• Exercise set:
• 1. Rewrite the part of the NASCAR merger article starting at "Photos and video" and ending at "International Speedway Corpooration.", replacing "Headline Surfer" with "the news site".
• 2. According to the NASCAR merger article, why was International Speedway Corporation delisted from NASDAQ? Answer in one to three sentences.
• 3. In the NASCAR merger article, who was appointed president of the combined company?

• Selected extract:
☆ ☆ ☆ ☆ ☆ ☆ ☆

ISC and NASCAR merge with the latter now the sole entity moving forward in Daytona

Photos and video for Headline Surfer / Shown above are NASCAR Jim France, chairman & CEO of NASCAR; Lesa France Kennedy as executive vice chair; and Steve Phelps as president, under the newly-former leadership of the stock car racing entity that absorbed the former publicly-traded International Speedway Corpooration. 

By HENRY FREDERICK
Headline Surfer

DAYTONA BEACH, Fla. -- NASCAR has successfully closed its acquisition of International Speedway Corporation, merging its operations into one, new company moving forward.

The new company will remain based in Daytona Beach and will continue as NASCAR. As part of this process, ISC has been delisted from NASDAQ.  

In leading the new, combined company, Jim France will serve as the chairman and chief executive officer, with Lesa France Kennedy as Executive Vice Chair. Steve Phelps has been appointed president and will oversee all operations of the merged entity. 

"The merger of NASCAR and ISC represents a historic moment for our sport," Jim France said in a prepared statement emailed to Headline Surfer and other media outlets that cover the sport.

"There is much work ahead of us, but we’re pleased with the progress made to position our sport for success. Delivering for our race fans and partners is job number one and we look forward to doing that better than ever for years to come," France added. 

"The merger of NASCAR and ISC represents a historic moment for our sport," Jim France said, in a prepared statement emailed to Headline Surfer and other media outlets that cover the sport.

"There is much work ahead of us, but we’re pleased with the progress made to position our sport for success. Delivering for our race fans and partners is job number one and we look forward to doing that better than ever for years to come."

☆ ☆ ☆ ☆ ☆ ☆ ☆

• Data entries:

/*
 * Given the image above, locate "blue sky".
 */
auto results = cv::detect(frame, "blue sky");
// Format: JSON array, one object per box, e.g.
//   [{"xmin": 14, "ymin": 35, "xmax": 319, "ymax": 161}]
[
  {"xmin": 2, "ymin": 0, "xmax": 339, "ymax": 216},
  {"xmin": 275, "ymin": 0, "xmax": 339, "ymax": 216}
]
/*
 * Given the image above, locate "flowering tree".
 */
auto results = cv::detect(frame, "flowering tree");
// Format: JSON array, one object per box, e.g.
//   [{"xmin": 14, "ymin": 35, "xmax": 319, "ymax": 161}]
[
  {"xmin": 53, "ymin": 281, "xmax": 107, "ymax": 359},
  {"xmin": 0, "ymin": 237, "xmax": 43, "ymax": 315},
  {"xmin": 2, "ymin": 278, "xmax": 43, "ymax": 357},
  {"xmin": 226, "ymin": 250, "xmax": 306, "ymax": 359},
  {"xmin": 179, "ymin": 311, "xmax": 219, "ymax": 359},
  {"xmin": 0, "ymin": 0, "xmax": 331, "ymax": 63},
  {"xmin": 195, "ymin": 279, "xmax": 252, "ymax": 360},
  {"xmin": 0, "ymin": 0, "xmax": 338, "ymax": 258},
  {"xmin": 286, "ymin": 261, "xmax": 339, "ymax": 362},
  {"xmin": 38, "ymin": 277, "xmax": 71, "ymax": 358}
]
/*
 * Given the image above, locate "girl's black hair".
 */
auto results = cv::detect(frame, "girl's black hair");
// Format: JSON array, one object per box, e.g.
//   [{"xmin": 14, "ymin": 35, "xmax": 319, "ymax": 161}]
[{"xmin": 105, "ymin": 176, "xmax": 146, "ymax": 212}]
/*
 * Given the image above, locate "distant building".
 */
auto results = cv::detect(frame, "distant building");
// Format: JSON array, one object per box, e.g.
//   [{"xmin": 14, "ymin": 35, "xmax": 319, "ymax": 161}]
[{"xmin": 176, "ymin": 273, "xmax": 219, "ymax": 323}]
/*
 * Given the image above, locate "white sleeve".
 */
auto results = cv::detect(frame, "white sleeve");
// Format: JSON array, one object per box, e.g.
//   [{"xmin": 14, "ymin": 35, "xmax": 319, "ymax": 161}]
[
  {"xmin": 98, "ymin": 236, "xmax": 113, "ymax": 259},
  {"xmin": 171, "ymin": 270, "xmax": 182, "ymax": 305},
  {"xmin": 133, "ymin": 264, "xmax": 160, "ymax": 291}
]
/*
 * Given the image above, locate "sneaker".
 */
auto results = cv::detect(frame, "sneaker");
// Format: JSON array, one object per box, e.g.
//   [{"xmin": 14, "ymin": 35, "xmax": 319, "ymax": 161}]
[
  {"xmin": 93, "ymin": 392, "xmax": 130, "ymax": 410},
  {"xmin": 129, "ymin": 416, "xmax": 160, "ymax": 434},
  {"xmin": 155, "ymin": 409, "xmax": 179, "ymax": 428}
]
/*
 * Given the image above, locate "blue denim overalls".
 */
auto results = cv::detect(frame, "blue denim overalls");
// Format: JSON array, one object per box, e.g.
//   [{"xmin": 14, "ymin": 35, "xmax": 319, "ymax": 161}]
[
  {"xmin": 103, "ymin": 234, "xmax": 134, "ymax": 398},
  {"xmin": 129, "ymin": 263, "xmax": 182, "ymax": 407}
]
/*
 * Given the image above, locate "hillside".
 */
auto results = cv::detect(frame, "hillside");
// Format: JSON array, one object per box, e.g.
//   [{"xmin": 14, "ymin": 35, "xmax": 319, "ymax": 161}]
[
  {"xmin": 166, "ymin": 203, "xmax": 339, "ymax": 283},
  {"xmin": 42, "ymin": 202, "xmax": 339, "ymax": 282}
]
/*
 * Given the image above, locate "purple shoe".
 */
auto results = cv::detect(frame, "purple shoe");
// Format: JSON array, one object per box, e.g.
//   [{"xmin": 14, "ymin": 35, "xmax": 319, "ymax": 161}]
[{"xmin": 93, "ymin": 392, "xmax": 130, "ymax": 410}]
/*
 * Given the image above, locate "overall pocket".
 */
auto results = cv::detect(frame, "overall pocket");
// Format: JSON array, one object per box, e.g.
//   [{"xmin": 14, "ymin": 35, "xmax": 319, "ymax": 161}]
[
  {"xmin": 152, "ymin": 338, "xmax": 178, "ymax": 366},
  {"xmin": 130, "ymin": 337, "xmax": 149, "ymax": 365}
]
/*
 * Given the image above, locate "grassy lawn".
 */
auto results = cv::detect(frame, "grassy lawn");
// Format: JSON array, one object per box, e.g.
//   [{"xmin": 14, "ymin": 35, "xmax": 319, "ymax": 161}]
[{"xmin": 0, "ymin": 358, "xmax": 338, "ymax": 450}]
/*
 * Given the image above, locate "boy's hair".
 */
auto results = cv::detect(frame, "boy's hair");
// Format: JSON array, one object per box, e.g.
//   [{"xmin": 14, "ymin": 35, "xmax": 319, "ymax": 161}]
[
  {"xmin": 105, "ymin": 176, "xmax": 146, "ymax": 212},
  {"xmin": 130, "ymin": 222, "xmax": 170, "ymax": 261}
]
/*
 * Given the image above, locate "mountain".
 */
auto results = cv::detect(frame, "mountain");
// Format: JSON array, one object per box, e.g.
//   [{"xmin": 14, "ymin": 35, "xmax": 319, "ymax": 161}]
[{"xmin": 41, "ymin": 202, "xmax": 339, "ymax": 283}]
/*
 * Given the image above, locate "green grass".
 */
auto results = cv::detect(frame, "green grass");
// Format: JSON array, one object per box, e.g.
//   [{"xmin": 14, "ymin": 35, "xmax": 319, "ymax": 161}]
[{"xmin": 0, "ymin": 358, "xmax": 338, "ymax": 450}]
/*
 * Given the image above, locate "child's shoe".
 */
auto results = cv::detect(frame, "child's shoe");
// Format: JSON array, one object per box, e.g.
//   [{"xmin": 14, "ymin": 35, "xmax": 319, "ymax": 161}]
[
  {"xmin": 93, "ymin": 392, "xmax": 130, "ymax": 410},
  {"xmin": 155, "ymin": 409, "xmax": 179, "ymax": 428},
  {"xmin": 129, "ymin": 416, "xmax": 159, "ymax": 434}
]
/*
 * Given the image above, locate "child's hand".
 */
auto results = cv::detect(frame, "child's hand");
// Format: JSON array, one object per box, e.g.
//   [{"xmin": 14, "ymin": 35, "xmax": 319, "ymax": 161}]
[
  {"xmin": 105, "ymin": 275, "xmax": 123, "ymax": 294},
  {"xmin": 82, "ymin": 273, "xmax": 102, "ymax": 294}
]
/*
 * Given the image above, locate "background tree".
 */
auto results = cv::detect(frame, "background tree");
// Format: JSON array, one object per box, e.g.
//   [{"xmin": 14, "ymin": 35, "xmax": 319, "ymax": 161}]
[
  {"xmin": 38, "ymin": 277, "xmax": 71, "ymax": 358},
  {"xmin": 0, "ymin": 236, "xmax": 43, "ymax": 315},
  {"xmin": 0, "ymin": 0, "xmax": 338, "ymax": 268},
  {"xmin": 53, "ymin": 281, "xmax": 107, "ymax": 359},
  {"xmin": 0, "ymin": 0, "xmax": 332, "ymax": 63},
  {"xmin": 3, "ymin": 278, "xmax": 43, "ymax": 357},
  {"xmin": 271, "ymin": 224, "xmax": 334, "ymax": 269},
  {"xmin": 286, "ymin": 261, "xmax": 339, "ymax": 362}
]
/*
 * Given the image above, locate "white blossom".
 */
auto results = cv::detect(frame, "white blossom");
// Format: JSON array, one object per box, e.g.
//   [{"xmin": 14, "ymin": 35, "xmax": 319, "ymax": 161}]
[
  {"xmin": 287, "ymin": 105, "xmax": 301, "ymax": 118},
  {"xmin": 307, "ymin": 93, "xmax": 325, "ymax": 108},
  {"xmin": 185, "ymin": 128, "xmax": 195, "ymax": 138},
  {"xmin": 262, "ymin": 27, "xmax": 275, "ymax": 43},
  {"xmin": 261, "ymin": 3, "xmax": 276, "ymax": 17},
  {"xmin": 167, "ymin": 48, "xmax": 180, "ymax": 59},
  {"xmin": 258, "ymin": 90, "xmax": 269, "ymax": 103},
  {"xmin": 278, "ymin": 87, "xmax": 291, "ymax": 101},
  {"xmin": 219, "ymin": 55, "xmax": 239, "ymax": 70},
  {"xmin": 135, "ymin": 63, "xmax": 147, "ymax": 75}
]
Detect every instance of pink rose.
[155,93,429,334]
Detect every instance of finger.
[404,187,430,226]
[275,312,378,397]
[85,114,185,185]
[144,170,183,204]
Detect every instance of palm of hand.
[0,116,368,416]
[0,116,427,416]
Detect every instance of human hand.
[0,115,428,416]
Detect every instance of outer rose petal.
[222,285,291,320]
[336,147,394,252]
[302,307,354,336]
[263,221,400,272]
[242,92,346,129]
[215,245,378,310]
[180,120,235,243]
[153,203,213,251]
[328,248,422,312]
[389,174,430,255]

☆ ☆ ☆ ☆ ☆ ☆ ☆

• Exercise solutions:
• 1.
Photos and video for the news site / Shown above are NASCAR Jim France, chairman & CEO of NASCAR; Lesa France Kennedy as executive vice chair; and Steve Phelps as president, under the newly-former leadership of the stock car racing entity that absorbed the former publicly-traded International Speedway Corpooration.

• 2. ISC was delisted as part of NASCAR closing its acquisition of International Speedway Corporation. That deal merged the two operations into one new company, which continues as NASCAR.

• 3. Steve Phelps, who will oversee all operations of the merged entity.